(Supplied material)

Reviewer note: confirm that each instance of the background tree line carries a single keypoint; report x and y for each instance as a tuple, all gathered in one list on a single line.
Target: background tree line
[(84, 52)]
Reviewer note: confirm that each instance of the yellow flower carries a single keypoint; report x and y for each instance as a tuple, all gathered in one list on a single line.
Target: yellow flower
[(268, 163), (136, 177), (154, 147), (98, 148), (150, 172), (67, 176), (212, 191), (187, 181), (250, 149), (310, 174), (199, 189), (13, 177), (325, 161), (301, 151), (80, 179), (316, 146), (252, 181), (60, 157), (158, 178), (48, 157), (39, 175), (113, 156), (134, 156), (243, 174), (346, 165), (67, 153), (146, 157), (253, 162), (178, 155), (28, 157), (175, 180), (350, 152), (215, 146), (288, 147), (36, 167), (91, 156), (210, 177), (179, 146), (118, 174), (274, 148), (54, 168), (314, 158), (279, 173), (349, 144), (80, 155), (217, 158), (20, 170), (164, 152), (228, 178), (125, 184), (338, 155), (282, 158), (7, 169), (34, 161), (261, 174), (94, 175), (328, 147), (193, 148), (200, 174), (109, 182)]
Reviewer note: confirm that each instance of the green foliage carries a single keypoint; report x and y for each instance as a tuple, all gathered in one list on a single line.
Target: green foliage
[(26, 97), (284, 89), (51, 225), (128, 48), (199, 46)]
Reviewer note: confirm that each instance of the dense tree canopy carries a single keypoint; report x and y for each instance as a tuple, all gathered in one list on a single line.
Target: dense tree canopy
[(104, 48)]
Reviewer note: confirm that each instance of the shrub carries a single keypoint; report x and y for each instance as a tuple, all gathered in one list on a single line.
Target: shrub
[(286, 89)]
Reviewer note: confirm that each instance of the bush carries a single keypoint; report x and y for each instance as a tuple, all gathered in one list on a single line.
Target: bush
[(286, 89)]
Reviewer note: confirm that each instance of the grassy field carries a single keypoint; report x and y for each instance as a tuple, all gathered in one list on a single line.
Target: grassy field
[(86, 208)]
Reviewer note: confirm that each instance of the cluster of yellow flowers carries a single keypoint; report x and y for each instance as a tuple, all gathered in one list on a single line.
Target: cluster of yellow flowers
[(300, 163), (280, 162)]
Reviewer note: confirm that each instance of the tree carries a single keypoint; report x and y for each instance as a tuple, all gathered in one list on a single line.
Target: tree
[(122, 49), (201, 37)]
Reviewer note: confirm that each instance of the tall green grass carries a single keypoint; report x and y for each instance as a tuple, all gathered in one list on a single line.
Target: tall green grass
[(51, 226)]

(End Supplied material)
(Supplied material)

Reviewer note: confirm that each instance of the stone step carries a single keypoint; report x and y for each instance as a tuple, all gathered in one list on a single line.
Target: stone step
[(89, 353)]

(End Supplied material)

§ **How to complete this task**
Look back at the entries above and repeat, unchanged, every line from the line holding "Reviewer note: confirm that each instance of the background" through the line holding "Reviewer note: confirm that each instance of the green".

§ **The completed task**
Reviewer note: confirm that each instance of the background tree line carries a single keypoint; report x and y for each instance as a tuple, all gathered in one list on a single line.
Target: background tree line
[(84, 52)]
Reviewer note: confirm that each instance of the yellow flower carries a single keypoint; report x and y for each instance as a tuple, all gathered in one list on a single line.
Target: yellow flower
[(268, 163), (136, 177), (154, 147), (98, 148), (150, 172), (67, 176), (212, 191), (187, 181), (250, 149), (310, 174), (199, 189), (13, 177), (325, 161), (301, 151), (80, 179), (316, 146), (252, 181), (60, 157), (158, 178), (48, 157), (39, 175), (113, 156), (134, 156), (243, 174), (346, 165), (67, 153), (146, 157), (253, 162), (178, 155), (28, 157), (175, 180), (350, 152), (215, 146), (288, 147), (36, 167), (91, 156), (210, 177), (179, 146), (118, 174), (274, 148), (54, 168), (314, 158), (279, 173), (349, 144), (80, 155), (217, 158), (20, 170), (164, 152), (228, 178), (125, 184), (338, 155), (282, 158), (7, 169), (34, 161), (261, 174), (94, 175), (328, 147), (193, 148), (200, 174), (109, 182)]
Reviewer note: confirm that each instance of the green foliage carries a single keypoint; report x and y for each instance as a tuple, all gathered in one list on a single line.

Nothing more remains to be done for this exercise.